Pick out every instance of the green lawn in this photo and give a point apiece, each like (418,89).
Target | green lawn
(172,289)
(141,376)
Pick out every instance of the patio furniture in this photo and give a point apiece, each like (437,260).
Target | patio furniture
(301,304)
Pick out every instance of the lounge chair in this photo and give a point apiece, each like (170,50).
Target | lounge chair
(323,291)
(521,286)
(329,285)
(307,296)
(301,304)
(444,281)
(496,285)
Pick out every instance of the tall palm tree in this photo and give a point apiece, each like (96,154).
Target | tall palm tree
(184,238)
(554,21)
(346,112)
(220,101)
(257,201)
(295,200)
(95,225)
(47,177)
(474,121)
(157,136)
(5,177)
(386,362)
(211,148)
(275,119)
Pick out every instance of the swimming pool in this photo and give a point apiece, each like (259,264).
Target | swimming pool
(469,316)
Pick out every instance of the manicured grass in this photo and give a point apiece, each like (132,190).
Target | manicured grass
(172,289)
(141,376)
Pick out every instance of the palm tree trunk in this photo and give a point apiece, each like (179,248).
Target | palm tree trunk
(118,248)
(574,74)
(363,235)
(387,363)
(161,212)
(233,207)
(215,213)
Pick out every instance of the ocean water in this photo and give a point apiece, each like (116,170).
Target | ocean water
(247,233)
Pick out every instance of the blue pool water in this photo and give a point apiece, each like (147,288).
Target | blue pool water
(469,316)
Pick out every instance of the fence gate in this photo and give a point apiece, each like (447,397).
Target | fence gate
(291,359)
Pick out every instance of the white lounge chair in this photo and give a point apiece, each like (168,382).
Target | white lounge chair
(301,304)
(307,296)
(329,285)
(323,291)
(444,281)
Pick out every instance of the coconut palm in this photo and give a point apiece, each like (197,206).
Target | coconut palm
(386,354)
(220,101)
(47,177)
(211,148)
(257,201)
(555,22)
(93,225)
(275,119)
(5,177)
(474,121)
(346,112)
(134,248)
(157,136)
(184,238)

────────────────────────────────────────

An exact copy of the lines from the one with "Pick out every instance of the ocean" through the last line of the listing is the whole answer.

Pick out every instance of the ocean water in this photo and give a point apiece, each like (116,170).
Target | ocean water
(247,233)
Pick out every instance of the blue pool water in this photo and give a point apiece, each like (147,288).
Target | blue pool water
(469,316)
Pick out every instance of the fence gate in this photo and give a point apiece, each like (447,397).
Target | fence gate
(291,359)
Pick out every instance of the white lounge chair in this photo and give a point apiece, each like (168,382).
Target | white lounge chair
(301,304)
(307,296)
(329,285)
(323,291)
(444,281)
Pick out every instance of the coconut palm in this photo and give a point apiece, each like (197,206).
Target | coconut palm
(386,354)
(220,101)
(47,177)
(211,148)
(257,201)
(555,22)
(93,225)
(275,119)
(5,177)
(474,121)
(346,112)
(134,248)
(157,136)
(184,238)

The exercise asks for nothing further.